* [DIRECTIONS FOR THIS TASK]
From the film reviews below, extract the passage between "Unrated by the" and "budget, look out!", inclusive, reproducing it word for word.

** begin PAGE **

The script, co-written by the Material Girl, is a plotless stream of incidents meant to illustrate how these flawed souls work their way back to the light. Hutz tell us as much in a graceless monologue, explaining that scoundrels crave grace while saints desire degradation. Actually, he elucidates every notion in the film's empty little head, starting half his lines with the catchphrase, "In my country we have a saying. ... " Here's one Madonna might want to memorize: "Don't quit your day job."

COLIN COVERT

'MIDNIGHT MOVIE'

★★ out of four stars

Unrated by the MPAA; profanity, nudity, gory violence.

Where: Oak Street Cinema.

When: 9:30 p.m. today-Sun.

Slightly cleverer than your run-of-the-mill slasher flick, "Midnight Movie" traps a dozen fright-film fans in a downscale theater for a legendary horror film that hasn't been seen for 40 years. When the scratchy old film-within-the-film unreels, we learn why -- the movie's masked maniac feeds on fear and exits the screen to butcher viewers in the audience. Competently written and directed by Jack Messitt, it follows the "Ten Little Indians" template, dispatching cast members and then dragging their bodies back to the black-and-white world onscreen. Despite its share of slack, stale passages and an all-too-anonymous ghoul, the film delivers 80 minutes of jokes, jolts and jumps, and the technical specs are sharp -- when Messitt gets his hands on a real budget, look out!

COLIN COVERT

'AUGUST EVENING'

★★ out of four stars

Rating: PG-13, language.

Where: Parkway.

As pensive as this drama purports to be, it is surprising how often one feels frustrated by "August Evening." It is the simple story of Jaime (the great Pedro Castaneda), an undocumented Mexican immigrant, and his daughter-in-law Lupe (Veronica Loren) as they struggle to make ends meet in San Antonio. The director, Chris Eska, has no sense of space, or even time -- we're left wondering where the characters are and how much time has elapsed. Plot twists come elbowing in with the subtlety of a political robo-call on a pleasant Sunday evening. Worse, while the men are complex and fascinating, the women here are either shrews or martyrs. Despite stunning photography and some effective performances, "August Evening" is a disappointment.

** end PAGE **
** begin RECORD SET **

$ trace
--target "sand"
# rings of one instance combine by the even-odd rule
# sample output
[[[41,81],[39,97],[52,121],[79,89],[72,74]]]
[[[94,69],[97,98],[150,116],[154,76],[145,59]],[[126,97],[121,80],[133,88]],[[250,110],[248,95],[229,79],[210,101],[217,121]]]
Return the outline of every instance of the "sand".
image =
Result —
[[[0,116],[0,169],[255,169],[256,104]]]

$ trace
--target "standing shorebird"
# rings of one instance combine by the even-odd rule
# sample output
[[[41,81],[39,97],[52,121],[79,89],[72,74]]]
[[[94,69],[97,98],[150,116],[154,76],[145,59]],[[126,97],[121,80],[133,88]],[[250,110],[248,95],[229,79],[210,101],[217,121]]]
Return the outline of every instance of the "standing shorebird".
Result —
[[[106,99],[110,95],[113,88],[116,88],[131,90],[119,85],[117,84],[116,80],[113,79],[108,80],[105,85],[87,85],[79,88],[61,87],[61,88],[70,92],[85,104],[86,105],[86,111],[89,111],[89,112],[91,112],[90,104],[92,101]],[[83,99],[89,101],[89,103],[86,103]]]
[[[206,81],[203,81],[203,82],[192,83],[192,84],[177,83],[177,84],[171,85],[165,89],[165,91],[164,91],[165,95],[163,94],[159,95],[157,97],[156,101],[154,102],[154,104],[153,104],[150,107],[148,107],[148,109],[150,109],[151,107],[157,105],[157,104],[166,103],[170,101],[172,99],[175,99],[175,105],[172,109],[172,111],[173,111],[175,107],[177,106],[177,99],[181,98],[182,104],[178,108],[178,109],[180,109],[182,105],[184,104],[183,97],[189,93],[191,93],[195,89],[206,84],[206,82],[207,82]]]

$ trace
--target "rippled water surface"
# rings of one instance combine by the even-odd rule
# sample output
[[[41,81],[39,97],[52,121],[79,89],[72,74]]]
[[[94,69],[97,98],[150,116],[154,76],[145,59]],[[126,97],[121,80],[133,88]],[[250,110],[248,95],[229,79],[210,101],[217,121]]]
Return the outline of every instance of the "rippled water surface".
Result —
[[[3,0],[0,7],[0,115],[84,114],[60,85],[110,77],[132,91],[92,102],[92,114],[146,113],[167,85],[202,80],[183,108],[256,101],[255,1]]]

** end RECORD SET **

* [OUTPUT FOR THIS EXERCISE]
Unrated by the MPAA; profanity, nudity, gory violence.

Where: Oak Street Cinema.

When: 9:30 p.m. today-Sun.

Slightly cleverer than your run-of-the-mill slasher flick, "Midnight Movie" traps a dozen fright-film fans in a downscale theater for a legendary horror film that hasn't been seen for 40 years. When the scratchy old film-within-the-film unreels, we learn why -- the movie's masked maniac feeds on fear and exits the screen to butcher viewers in the audience. Competently written and directed by Jack Messitt, it follows the "Ten Little Indians" template, dispatching cast members and then dragging their bodies back to the black-and-white world onscreen. Despite its share of slack, stale passages and an all-too-anonymous ghoul, the film delivers 80 minutes of jokes, jolts and jumps, and the technical specs are sharp -- when Messitt gets his hands on a real budget, look out!